Excerpt to read>

Liliana Gorini, right, receives the reward on behalf of Amelia Boynton Robinson.

On May 8th Liliana Gorini, chairwoman of Movisol, LaRouche’s movement in Italy, was in the Republic of San Marino to receive an award for Amelia Robinson, the heroine of civil rights recently celebrated in the movie “Selma”, from the Secretary of Culture of the San Marino government Giuseppe Maria Morganti. During the brief ceremony in the government building, which appeared on TV prime time that evening, the minister of Culture remembered meeting Amelia Robinson in San Marino back in 2002, when she was received by the “reggenti” (governors) and in giving Gorini the ceramic plate made by hand by the Cooperativa il Libeccio, in the tradition of the ancient ceramics of San Marino, he read the silver inscription on the back “The Republic of San Marino to Amelia Robinson, angel of civil rights, who fought next to Martin Luther King for equal rights in America, in order to emphasize the friendship which unites us with her since November 2002 when she visited the Capitani Reggenti”. Liliana Gorini gave the secretary Amelia’s autobiography in Italian “Un ponte sul Giordano” and read her message of acceptance (see below).

San Marino TV (RTV San Marino) interviewed Gorini on Amelia Robinson and her many visits to San Marino and Italy, and that evening, during the prime time news at 7.30, they aired the following report, starting off with Gorini saying: “Her message to the youth here in Italy was never to despair, to have faith in ideas and fight for them and never give in to hate”. The reporter then shows pictures of Amelia Robinson recently, and also the famous one of her left for dead on the Edmund Pettus Bridge during the first march in 1965 and comments “This is the lesson of Amelia Boynton Robinson, charismatic leader with Martin Luther King of the afro-american civil rights movement, since the marches from Selma to Montgomery in 1965. Liliana Gorini, chairwoman of the Movimento Solidarietà knows her well, and she will make sure she received the ceramic plate made by hand by the cooperative Libeccio, and donated by Cultural Secretary Morganti. Amelia Robinson is 103 but her commitment goes on. In a message of acceptance she emphasized “let them know that what they did, that we are trying to carry it on now--so they are a part of what we are doing here, now.” Asked about Amelia’s view on the danger of war, Gorini reminded viewers that last time she visited Italy she “denounced very strongly Bush’s attempt to start a war with Iran” and that “now she endorsed an international petition of the Schiller Institute against sanctions towards Russia and for a cooperation with the BRICS”. Here is the link of the report and interview in Italian:

Statement Of Amelia Robinson In Acceptance Of San Marino Award

Over 120 youth listened attentively to Mrs. Robinson (center), when she spoke at a political science class at the University of Milan on Nov. 13, 2007, the highlight of her short visit to Italy.

The records>
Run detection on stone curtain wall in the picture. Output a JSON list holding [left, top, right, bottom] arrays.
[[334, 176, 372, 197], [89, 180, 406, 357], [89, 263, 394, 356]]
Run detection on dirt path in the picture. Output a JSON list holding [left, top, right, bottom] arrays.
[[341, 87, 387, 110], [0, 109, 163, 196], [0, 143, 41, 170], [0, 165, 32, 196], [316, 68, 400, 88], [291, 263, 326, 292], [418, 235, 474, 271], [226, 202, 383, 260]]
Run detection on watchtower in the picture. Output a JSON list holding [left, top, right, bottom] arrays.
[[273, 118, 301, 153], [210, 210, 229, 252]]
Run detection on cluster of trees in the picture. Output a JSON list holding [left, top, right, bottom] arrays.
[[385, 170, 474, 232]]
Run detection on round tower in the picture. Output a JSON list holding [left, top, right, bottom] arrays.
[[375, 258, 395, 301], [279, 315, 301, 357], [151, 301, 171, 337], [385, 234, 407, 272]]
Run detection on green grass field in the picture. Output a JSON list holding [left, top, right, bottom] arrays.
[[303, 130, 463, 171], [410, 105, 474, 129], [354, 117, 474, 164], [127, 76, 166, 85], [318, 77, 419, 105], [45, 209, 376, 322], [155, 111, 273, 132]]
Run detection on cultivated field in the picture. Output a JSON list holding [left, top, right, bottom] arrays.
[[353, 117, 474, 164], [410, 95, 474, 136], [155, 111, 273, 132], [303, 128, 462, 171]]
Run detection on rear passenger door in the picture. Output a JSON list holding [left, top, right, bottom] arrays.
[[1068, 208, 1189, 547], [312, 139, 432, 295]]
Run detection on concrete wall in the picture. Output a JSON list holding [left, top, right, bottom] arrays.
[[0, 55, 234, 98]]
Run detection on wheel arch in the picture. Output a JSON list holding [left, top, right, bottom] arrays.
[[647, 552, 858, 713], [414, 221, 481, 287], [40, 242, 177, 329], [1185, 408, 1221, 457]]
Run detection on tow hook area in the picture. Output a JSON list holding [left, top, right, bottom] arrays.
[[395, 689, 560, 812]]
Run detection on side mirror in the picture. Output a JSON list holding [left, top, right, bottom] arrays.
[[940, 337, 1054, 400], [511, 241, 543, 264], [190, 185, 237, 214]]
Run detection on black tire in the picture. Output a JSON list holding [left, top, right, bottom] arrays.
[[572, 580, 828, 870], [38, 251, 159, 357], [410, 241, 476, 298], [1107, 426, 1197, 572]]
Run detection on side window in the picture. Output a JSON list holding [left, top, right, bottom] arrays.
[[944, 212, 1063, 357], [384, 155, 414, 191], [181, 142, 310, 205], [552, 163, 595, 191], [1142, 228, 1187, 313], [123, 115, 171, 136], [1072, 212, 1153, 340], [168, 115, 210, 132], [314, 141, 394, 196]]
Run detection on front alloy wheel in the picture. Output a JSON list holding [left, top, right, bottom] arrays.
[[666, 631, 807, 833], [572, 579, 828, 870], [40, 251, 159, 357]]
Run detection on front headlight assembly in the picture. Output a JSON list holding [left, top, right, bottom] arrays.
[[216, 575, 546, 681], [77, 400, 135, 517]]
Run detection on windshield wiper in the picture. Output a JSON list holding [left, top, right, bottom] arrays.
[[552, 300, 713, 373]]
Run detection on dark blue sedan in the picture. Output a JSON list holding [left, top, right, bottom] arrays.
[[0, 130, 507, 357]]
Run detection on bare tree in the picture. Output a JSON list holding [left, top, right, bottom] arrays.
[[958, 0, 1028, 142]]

Required work>
A: In the San Marino award text, who made the ceramic plate handed to Liliana Gorini?
B: From the listing, rewrite only the lines running from the one containing "Run detection on round" through the one containing "234, 407, 272]]", swapping "round tower" for "bell tower" and leaving everything else unchanged.

The responses>
A: It was made by hand by the Cooperativa il Libeccio.

B:
Run detection on bell tower in the picture. Output a JSON list holding [left, top, right, bottom] arrays.
[[375, 258, 395, 301], [279, 315, 301, 357], [151, 301, 171, 337], [385, 234, 407, 272]]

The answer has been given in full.